Dataset entries
■ ■ ■

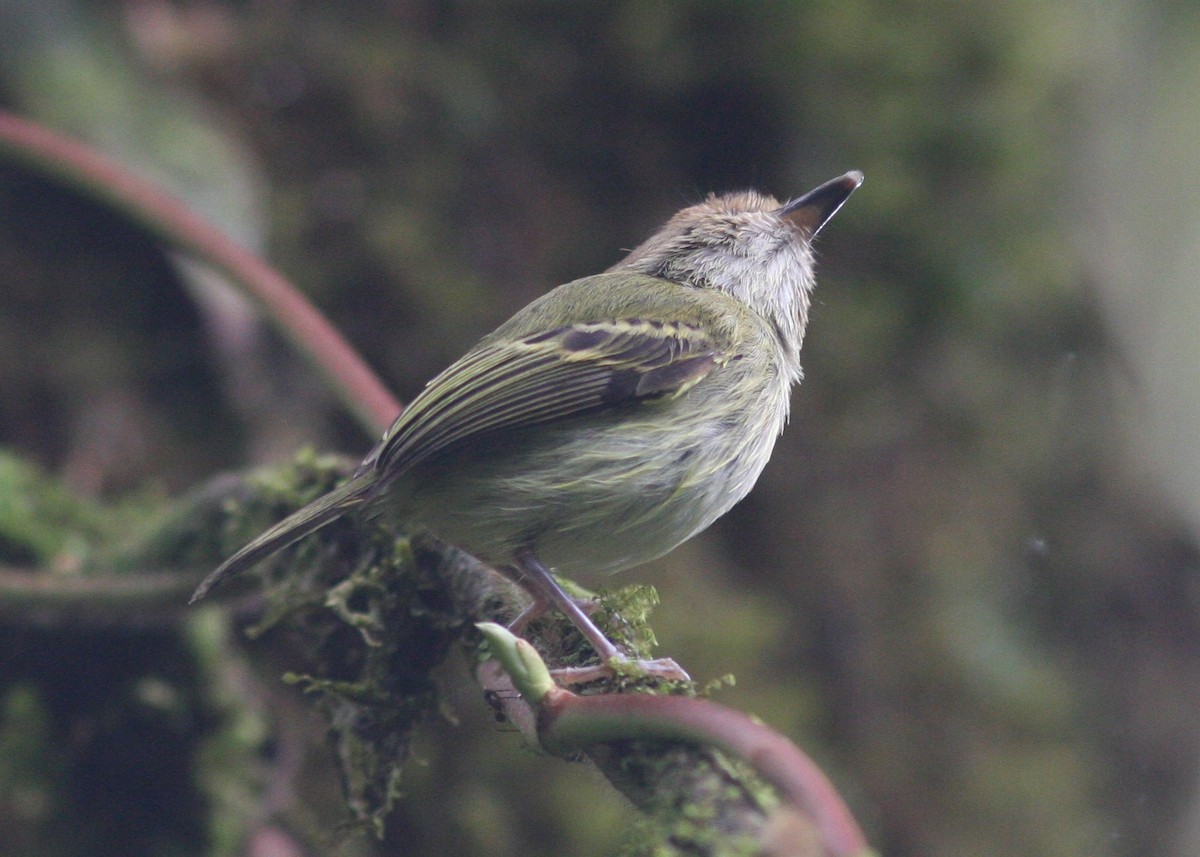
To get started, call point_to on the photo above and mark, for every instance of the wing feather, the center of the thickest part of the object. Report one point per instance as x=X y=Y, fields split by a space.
x=546 y=377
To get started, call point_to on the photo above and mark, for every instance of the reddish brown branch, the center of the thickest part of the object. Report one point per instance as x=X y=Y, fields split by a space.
x=177 y=226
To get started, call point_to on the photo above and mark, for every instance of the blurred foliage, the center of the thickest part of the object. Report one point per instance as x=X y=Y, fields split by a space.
x=951 y=585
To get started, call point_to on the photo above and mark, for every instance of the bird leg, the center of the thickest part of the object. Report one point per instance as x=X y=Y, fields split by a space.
x=540 y=583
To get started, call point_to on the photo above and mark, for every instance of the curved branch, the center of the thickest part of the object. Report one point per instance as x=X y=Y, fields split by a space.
x=175 y=225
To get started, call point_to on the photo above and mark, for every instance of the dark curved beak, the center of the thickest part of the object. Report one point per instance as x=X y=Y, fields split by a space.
x=815 y=208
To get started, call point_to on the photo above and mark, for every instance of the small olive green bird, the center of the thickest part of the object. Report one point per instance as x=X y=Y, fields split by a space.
x=611 y=419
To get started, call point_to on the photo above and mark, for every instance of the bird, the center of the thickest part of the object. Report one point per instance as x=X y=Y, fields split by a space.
x=611 y=419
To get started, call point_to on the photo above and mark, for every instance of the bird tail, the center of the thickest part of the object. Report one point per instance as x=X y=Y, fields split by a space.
x=294 y=527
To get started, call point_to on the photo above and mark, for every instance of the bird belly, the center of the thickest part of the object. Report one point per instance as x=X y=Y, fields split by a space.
x=594 y=496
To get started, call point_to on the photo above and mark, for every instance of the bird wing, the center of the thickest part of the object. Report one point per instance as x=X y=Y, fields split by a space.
x=550 y=376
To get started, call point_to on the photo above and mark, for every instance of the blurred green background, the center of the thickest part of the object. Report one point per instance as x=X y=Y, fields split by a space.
x=967 y=582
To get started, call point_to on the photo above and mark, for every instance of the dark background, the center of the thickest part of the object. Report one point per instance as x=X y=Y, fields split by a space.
x=967 y=580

■ ■ ■

The finished copy should match the data above word for word and contain no pictures.

To get started, call point_to on the photo above and mark, for every instance of the wing feather, the center of the thickest part of the object. Report one point per instance as x=X y=Y, fields split by a space.
x=546 y=377
To get started, call point_to on the photo above and mark, for every instance of the reddish brown branch, the center of the thickest part of the object. Report one point per instance as x=X y=Y, fields split by a space.
x=177 y=226
To get started, call point_to on the photo above and mark, for every instance of the blurred foliage, the center of the thickest part of the object. Report one point per instance as x=X y=Y, fields split by a space.
x=951 y=585
To get started, call point_to on the photo above and mark, for every instance of the bird leg, the center of the thickest part of the object. Report one point per instance as x=X y=Y, fields split by a space.
x=540 y=583
To get started, call point_to on the photo above and mark, for every instance of the curved branch, the center of the thickest part of the object. Report one point per instance as x=X y=Y, fields split by a space.
x=175 y=225
To get started, call point_to on the photo above and mark, for every instance of the dark curved beak, the center of the thickest part of the object. Report one point per instance as x=X y=Y, fields split by a space.
x=815 y=208
To get started, call point_to on the photo above and mark, for every instance of the small olive green bird, the center of the thickest part of the object. Report one point per instance as x=X y=Y, fields split by a space.
x=611 y=419
To get started, call point_to on the photo above and mark, for every instance of the bird, the center of the thickest part of the object. Report one point per instance as x=X y=Y, fields split by a space.
x=611 y=419
To get started, call point_to on the photo above and mark, for every instance of the bird tail, the center of the thickest part of the object. Report one point per instance as x=X y=Y, fields split by a space.
x=294 y=527
To get started, call point_to on the photo above and mark, for every instance of the bird belly, the center of the thickest part of the object. Report one point per instance as x=X y=Y, fields split by a space.
x=594 y=496
To get started, call point_to on the photo above and mark, for every instance of the bird wing, the center of the thickest part of the object. Report one point per instance as x=X y=Y, fields split by a space.
x=550 y=376
To get started, call point_to on the photo above and mark, for every instance of the blurred green background, the center of the thickest part of the object. Report one point per instance as x=X y=Y, fields split by a space.
x=967 y=582
To get started, call point_to on the photo above and mark, for every instance of the dark background, the center of the thickest part of the object. Report one point per instance as x=X y=Y, fields split by a space.
x=967 y=580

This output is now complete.